# Eclipse unter Ubuntu --- Problem mit deutschen Buchstaben



## Guest (25. Nov 2008)

Hallo leute,

ich entwickle momentan ein Projekt unter Windows. Wenn ich das Workspace unter Ubuntu auf dem Rechner spiele, kann ich es einwandfrei mit Eclipse öffnen und ausführen. Aber auf meine Swing-Oberflächen werden die deutschen Buchstaben wie ä oder ß nicht richtig angezeigt, stattdessen sieht man Vierecke.

Dasselbe Problem habe ich auch beim Parsen einer Datei. Ich benutze ein Antlr-Parser, der unter Windows problemlos deutsche Buchstaben parsen kann. Aber unter Ubuntu wirft er bei solchen Wörtern eine Exception und beendet sich.

Ich denke ich muss irgendwelce Spracheinstellungen ändern, aber ich weiss nicht wie und wo. Hat das mit Eclipse zu tun oder mit java oder mit Ubuntu? Das ist mir auch unklar.

Ich benutze Ubuntu 8.10 und Eclipse Europa. Und auch wenn sie nicht die ganz aktuellste ist, müsste meine JRE 1.6er sein.

Danke im Voraus !

• VORLIEGENDE ZEILEN
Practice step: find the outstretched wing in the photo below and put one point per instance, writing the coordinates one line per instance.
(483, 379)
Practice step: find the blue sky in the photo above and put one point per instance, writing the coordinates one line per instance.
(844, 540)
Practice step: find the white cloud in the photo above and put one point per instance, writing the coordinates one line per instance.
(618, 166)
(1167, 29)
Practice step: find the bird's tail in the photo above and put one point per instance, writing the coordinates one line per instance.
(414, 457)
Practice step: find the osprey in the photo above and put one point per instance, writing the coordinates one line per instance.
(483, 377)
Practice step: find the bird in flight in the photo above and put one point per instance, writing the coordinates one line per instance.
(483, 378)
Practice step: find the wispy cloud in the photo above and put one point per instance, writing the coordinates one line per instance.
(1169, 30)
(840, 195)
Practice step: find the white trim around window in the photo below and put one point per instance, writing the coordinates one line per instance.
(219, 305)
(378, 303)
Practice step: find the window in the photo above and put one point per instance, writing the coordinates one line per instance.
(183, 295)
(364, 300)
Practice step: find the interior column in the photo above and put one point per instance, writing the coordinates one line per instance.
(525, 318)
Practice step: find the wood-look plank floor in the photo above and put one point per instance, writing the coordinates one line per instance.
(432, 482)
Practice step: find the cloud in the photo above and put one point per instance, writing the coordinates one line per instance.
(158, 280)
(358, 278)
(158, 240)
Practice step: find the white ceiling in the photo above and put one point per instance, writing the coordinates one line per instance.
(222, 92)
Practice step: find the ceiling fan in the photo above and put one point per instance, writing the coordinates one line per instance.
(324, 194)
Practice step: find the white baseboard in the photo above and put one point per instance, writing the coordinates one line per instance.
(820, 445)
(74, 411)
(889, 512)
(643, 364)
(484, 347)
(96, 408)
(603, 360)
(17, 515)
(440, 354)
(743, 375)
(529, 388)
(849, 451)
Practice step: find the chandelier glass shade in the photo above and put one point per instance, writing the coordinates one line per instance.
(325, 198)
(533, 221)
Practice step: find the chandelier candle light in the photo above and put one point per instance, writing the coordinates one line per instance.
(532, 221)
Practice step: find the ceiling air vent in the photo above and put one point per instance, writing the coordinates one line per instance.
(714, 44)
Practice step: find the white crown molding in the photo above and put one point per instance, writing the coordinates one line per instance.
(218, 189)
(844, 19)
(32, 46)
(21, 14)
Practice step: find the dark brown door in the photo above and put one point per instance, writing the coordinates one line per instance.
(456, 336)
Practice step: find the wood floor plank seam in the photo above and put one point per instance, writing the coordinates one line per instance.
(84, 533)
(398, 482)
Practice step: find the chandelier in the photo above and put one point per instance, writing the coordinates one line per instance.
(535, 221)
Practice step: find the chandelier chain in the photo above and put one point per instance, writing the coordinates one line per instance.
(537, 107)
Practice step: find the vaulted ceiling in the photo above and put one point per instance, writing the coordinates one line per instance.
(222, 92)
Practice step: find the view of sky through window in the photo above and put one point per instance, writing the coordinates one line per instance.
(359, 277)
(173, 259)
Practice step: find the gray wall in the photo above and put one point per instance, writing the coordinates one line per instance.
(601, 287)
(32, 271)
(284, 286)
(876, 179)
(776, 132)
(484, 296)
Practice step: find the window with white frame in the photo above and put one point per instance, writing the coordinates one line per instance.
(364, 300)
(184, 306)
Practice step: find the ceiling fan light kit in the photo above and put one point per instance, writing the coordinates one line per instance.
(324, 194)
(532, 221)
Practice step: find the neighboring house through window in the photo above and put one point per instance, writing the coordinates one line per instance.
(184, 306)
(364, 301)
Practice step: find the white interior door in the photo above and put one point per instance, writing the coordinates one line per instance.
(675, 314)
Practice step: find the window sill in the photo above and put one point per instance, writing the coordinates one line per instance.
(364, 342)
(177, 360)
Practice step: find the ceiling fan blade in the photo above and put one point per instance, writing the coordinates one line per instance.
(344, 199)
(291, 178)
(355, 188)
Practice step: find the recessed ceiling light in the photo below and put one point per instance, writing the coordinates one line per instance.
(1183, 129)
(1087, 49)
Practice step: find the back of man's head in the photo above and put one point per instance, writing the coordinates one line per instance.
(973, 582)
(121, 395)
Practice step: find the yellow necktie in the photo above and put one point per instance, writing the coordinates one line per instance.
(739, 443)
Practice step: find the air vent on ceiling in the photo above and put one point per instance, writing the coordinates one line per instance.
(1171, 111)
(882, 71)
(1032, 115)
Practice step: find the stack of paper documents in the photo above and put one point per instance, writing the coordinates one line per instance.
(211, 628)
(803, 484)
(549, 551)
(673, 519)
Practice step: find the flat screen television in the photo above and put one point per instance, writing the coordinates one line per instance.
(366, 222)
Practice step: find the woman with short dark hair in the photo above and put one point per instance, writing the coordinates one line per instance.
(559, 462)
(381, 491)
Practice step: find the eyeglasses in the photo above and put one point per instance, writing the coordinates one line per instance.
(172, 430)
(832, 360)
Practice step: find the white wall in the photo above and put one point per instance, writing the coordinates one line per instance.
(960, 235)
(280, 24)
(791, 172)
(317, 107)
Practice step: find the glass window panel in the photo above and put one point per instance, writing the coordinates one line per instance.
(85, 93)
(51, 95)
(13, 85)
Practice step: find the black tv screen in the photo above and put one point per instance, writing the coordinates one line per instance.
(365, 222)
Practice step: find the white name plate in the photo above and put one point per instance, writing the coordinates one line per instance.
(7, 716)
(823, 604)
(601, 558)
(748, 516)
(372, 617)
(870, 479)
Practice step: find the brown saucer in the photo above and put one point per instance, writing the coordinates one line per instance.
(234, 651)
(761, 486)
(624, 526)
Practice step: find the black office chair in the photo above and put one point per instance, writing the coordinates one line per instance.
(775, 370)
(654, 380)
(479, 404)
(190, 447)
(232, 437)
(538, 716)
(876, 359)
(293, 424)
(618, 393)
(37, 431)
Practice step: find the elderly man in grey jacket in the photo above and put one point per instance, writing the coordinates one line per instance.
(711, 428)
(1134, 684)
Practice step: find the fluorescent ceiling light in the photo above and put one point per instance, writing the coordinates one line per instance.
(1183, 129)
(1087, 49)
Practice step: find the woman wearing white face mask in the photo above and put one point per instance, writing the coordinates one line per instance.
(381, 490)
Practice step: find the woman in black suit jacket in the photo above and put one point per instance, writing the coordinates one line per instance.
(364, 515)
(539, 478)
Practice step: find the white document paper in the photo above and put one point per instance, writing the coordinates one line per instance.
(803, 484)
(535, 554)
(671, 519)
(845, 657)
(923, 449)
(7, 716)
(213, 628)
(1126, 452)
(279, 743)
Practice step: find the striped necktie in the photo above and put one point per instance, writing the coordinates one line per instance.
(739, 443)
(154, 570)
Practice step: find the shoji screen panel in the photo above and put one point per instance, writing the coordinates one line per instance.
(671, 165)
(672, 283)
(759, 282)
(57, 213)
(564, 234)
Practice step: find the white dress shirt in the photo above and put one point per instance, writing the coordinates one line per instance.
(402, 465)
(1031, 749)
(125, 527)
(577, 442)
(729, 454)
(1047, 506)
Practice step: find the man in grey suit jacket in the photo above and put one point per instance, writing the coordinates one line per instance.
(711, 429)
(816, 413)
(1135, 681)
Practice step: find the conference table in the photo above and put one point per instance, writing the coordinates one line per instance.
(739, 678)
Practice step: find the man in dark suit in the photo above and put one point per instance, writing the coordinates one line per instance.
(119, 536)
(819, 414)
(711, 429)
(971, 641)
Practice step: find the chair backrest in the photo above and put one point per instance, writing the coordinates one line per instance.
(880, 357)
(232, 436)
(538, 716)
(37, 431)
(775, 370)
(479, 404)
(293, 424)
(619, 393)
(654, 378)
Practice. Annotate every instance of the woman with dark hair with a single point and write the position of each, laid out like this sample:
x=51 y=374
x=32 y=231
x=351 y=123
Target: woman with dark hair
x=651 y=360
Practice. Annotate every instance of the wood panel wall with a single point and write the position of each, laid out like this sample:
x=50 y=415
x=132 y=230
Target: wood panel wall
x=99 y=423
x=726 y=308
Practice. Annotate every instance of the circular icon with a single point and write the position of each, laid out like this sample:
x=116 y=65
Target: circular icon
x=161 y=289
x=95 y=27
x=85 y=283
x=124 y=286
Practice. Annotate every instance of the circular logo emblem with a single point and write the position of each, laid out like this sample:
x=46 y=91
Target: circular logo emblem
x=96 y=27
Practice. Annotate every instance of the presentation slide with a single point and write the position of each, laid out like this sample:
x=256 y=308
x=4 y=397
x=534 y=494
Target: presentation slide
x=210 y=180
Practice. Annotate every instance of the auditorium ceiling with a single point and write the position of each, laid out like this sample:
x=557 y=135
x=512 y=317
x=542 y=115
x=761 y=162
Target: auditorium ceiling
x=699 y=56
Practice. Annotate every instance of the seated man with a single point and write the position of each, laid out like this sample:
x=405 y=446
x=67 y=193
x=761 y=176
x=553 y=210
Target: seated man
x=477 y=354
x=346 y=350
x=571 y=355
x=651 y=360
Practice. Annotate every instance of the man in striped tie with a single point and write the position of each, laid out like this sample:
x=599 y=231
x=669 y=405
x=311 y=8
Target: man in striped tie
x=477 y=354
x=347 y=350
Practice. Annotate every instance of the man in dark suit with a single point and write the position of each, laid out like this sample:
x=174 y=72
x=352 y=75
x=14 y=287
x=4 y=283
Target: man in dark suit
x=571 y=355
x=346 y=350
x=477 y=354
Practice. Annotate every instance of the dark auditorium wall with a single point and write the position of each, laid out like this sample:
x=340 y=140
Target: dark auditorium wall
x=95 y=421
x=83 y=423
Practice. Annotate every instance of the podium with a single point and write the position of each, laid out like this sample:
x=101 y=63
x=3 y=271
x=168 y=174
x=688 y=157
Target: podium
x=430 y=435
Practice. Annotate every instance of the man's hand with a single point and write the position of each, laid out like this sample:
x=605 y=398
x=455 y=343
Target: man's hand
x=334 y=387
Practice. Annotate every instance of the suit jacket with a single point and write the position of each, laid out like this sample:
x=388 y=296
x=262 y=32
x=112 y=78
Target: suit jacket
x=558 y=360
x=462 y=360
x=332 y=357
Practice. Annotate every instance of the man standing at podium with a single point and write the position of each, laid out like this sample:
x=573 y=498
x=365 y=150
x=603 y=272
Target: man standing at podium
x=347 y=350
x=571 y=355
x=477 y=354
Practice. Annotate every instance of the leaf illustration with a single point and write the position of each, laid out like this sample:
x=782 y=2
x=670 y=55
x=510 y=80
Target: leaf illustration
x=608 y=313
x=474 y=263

• AUFGABE A
Geben Sie den Abschnitt des Forenbeitrags wieder, der mit den Worten „ich entwickle momentan“ beginnt und mit „JRE 1.6er sein.“ endet, und tauschen Sie darin „Ubuntu“ gegen „Fedora“ aus.
• AUFGABE B
Beantworten Sie anhand des Forenbeitrags folgende Fragen:
(i) Was ist auf den Swing-Oberflächen anstelle der deutschen Buchstaben zu sehen?
(ii) Wie reagiert der Antlr-Parser unter Ubuntu auf Wörter mit deutschen Buchstaben?
(iii) Welche Version von Ubuntu wird benutzt?
• AUFGABE C
Führen Sie den Forenbeitrag über Eclipse unter Ubuntu nach seinem letzten Satz fort.
Die Zeilen stammen aus einer anderen Quelle als der Forenbeitrag.

• LÖSUNG A
ich entwickle momentan ein Projekt unter Windows. Wenn ich das Workspace unter Fedora auf dem Rechner spiele, kann ich es einwandfrei mit Eclipse öffnen und ausführen. Aber auf meine Swing-Oberflächen werden die deutschen Buchstaben wie ä oder ß nicht richtig angezeigt, stattdessen sieht man Vierecke.

Dasselbe Problem habe ich auch beim Parsen einer Datei. Ich benutze ein Antlr-Parser, der unter Windows problemlos deutsche Buchstaben parsen kann. Aber unter Fedora wirft er bei solchen Wörtern eine Exception und beendet sich.

Ich denke ich muss irgendwelce Spracheinstellungen ändern, aber ich weiss nicht wie und wo. Hat das mit Eclipse zu tun oder mit java oder mit Fedora? Das ist mir auch unklar.

Ich benutze Fedora 8.10 und Eclipse Europa. Und auch wenn sie nicht die ganz aktuellste ist, müsste meine JRE 1.6er sein.

• LÖSUNG B
(i) Vierecke
(ii) Er wirft eine Exception und beendet sich.
(iii) Ubuntu 8.10

• LÖSUNG C
----------



## Wildcard (25. Nov 2008)

Das Problem ist das schwachsinnige default Encoding unter Windows. cp1252. Stell deinen Windows Workspace auf UTF-8, dann klappt's auch mit dem Nachbarn...


----------



## Guest (25. Nov 2008)

Lieder hat das mir nicht weiter geholfen. Jetzt sind die deutschen Buchstaben auch unter Windows weg!


----------



## Guest (25. Nov 2008)

Zitat von wiki.ubuntuusers:


> Dies funktioniert nur, bevor man ein neues Projekt erstellt. Bereits erstellte Projekte zeigen mit UTF-8 auch unter Windows Umlaute falsch an.



Also, es hat sich erledigt.

Vielen Dank!


----------



## Wildcard (25. Nov 2008)

Es gibt jede Menge Tools die das Encoding konvertieren können, sicherlich auch ein Eclipse Plugin


----------



## musiKk (25. Nov 2008)

Für einfache Dateien gibt es zumindest für Linux das Programm iconv.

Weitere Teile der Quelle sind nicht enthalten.